- **Problem to solve**: Collect every line in the rows below that contains the word "white". Case counts.

- **Exercise input**:
════════════════
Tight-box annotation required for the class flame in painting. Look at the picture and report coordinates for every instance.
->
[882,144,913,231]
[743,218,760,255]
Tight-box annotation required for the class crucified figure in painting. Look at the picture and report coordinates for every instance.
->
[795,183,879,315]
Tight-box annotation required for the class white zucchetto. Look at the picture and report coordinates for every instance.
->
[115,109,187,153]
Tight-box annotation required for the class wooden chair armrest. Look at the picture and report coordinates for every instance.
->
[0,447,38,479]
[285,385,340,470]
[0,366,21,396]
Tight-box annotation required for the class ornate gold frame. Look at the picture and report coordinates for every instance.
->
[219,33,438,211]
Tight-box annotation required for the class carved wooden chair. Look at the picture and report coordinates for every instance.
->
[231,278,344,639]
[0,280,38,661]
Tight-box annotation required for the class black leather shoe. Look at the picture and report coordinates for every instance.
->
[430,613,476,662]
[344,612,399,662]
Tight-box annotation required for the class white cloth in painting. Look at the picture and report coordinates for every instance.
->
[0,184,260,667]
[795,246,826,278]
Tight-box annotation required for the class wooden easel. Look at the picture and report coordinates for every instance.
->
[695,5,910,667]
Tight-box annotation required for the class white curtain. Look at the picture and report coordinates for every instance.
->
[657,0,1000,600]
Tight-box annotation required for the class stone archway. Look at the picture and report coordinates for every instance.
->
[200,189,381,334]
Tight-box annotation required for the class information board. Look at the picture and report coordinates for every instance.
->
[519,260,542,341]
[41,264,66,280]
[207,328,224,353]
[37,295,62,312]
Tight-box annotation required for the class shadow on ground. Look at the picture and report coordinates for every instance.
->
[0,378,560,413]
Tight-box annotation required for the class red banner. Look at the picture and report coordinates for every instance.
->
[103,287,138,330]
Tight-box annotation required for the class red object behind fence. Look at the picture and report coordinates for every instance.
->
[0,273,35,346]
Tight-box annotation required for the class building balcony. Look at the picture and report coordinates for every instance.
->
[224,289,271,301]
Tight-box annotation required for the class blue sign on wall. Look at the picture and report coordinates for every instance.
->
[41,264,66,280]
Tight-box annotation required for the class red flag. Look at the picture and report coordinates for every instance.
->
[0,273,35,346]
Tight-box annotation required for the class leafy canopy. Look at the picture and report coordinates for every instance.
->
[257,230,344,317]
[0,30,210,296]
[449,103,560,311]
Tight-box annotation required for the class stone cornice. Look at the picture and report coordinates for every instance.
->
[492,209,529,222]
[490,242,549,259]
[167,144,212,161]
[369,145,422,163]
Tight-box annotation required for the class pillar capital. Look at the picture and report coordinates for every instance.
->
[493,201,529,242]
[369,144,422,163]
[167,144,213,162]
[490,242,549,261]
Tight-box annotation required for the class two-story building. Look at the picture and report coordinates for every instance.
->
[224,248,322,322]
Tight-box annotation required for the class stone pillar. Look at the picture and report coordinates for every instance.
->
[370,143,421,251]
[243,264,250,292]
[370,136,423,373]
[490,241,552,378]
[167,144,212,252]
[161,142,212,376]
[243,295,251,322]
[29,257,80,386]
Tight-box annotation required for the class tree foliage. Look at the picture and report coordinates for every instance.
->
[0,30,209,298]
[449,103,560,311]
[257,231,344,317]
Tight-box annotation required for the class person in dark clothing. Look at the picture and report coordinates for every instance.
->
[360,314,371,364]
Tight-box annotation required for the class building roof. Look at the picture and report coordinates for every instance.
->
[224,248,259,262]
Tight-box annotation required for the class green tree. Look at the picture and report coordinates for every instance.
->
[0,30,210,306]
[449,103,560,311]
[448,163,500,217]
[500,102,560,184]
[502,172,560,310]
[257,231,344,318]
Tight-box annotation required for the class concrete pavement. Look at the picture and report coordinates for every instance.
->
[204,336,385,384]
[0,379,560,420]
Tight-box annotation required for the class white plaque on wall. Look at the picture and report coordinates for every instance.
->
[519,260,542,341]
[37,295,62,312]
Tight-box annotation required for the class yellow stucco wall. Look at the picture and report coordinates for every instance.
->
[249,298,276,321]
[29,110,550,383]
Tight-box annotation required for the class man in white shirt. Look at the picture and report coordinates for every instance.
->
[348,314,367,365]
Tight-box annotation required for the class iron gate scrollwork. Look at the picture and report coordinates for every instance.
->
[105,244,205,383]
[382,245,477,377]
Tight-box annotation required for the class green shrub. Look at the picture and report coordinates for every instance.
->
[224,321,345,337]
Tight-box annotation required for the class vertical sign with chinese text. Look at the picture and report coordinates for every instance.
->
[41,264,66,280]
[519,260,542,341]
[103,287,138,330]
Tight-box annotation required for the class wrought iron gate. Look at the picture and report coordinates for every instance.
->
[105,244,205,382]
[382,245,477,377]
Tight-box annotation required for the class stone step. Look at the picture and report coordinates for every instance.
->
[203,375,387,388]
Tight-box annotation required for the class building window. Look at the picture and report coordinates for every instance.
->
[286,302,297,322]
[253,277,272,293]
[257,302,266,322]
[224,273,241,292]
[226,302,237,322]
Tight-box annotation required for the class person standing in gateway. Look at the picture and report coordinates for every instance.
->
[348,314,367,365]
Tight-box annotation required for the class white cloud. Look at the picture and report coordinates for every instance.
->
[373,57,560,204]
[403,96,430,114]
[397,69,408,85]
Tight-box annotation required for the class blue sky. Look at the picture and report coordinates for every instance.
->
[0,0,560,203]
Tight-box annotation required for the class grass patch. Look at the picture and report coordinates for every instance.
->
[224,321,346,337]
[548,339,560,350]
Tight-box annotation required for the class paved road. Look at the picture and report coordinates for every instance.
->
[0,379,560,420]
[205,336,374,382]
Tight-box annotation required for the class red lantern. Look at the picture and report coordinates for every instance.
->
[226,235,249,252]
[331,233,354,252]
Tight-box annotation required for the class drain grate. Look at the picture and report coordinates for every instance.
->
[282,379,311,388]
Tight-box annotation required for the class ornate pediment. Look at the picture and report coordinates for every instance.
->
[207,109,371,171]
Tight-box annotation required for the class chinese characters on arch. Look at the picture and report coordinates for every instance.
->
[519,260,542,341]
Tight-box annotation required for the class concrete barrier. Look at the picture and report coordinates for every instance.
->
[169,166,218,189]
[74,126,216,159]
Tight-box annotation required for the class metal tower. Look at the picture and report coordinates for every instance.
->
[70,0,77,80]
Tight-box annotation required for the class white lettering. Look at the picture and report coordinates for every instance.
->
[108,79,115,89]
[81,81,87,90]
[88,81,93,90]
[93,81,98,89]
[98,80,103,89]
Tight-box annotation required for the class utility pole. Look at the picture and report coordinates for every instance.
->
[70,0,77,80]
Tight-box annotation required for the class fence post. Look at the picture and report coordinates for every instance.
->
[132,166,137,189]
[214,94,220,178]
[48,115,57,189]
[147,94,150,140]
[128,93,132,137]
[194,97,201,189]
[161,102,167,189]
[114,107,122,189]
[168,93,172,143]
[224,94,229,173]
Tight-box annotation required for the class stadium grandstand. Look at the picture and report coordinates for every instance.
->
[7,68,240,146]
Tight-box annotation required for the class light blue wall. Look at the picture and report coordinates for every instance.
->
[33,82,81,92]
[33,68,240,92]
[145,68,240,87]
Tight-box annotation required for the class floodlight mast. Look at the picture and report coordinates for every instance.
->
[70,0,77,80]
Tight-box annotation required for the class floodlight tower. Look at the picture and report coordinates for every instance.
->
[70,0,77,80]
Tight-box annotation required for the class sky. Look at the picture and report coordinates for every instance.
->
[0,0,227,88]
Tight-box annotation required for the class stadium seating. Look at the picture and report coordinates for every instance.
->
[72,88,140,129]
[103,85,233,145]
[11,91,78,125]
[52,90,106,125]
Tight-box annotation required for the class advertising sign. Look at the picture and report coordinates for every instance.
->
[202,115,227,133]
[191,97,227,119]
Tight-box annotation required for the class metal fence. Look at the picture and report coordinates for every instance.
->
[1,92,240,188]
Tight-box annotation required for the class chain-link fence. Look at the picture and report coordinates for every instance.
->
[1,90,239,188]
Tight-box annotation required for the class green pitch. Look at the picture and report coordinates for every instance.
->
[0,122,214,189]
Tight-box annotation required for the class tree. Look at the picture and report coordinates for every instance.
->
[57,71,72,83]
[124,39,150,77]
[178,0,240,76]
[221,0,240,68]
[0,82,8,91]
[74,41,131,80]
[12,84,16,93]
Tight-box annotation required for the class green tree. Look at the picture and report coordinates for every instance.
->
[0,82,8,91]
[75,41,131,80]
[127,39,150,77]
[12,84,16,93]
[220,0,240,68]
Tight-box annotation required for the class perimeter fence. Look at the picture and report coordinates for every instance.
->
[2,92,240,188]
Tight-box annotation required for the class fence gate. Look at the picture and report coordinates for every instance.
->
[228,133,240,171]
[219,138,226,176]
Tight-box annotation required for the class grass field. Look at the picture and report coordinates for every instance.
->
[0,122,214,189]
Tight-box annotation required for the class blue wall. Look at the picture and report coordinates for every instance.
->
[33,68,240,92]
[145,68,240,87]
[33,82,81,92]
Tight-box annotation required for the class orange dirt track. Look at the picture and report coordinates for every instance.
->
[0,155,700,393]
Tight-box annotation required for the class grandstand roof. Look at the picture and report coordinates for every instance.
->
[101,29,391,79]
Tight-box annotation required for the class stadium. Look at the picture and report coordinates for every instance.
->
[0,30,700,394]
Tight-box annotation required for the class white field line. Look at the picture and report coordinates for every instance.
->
════════════════
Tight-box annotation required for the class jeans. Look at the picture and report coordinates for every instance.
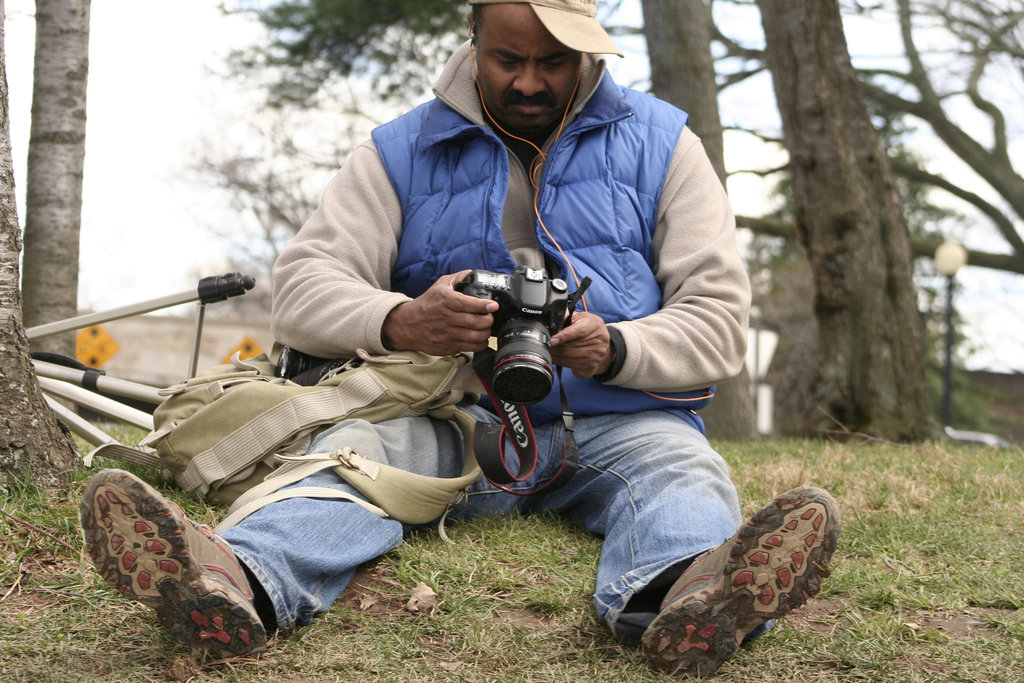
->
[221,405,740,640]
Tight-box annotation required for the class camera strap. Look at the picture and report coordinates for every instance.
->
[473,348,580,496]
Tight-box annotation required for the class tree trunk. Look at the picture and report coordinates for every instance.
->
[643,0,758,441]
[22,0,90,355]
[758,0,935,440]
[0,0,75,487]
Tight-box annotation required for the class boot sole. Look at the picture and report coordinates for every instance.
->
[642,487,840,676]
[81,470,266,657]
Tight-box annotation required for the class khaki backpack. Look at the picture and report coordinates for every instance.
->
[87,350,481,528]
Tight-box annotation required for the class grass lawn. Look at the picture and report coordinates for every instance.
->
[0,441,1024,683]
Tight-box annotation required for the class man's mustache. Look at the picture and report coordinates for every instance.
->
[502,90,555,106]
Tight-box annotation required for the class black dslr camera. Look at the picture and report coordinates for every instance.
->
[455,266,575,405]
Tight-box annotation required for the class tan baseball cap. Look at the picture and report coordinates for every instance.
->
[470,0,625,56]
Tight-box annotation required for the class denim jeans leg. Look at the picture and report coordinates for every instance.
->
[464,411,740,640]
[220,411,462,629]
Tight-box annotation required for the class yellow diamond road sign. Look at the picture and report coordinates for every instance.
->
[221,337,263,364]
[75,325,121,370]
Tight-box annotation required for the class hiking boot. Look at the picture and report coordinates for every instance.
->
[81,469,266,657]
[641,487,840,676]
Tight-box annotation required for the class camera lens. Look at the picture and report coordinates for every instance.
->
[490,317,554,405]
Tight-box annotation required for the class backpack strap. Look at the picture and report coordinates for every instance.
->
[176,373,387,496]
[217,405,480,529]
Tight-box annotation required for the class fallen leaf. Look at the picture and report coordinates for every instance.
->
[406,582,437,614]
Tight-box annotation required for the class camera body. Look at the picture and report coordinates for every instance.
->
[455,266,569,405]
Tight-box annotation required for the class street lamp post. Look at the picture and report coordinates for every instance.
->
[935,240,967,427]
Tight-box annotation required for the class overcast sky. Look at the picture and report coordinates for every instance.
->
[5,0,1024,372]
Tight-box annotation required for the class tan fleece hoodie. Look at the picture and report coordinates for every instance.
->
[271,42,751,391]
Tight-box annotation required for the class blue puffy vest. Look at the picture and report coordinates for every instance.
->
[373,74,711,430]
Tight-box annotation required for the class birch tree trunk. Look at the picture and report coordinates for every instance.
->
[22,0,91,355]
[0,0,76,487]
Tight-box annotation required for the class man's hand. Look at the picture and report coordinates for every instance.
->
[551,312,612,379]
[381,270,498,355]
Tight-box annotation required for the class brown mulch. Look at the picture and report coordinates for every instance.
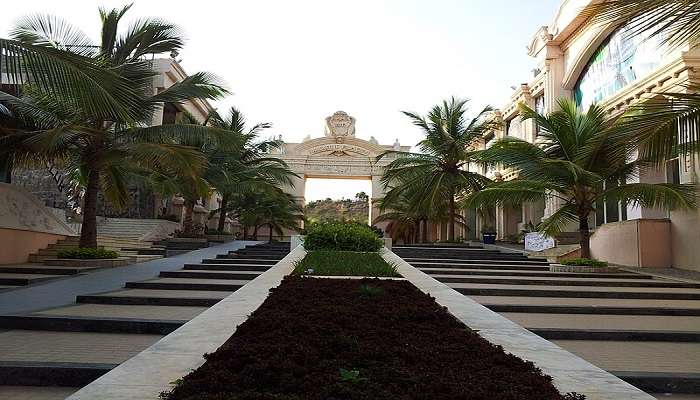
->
════════════════
- **Response**:
Tight-box annotation required for the class white zucchetto. Look at the picture and report coordinates for every instance.
Tight-box annotation required for the class white cloth in painting. Look at the picture and report coordinates for every instance.
Tight-box annotation required for the class white curtain. Look at the picture and report coordinates for every instance.
Tight-box annotation required for the class white plaque on wall. Look at the picture and report coordinates for every instance.
Tight-box annotation required for the class man in white shirt. Look at the picture and report coordinates for every instance.
Tight-box annotation required for the class white cloud. Look at the picture and report coordinates for every instance.
Tight-box annotation required for the class white lettering. Look at the picture and report coordinates for every instance.
Tight-box annotation required for the class white field line. Look at the picture and report coordinates for every instance.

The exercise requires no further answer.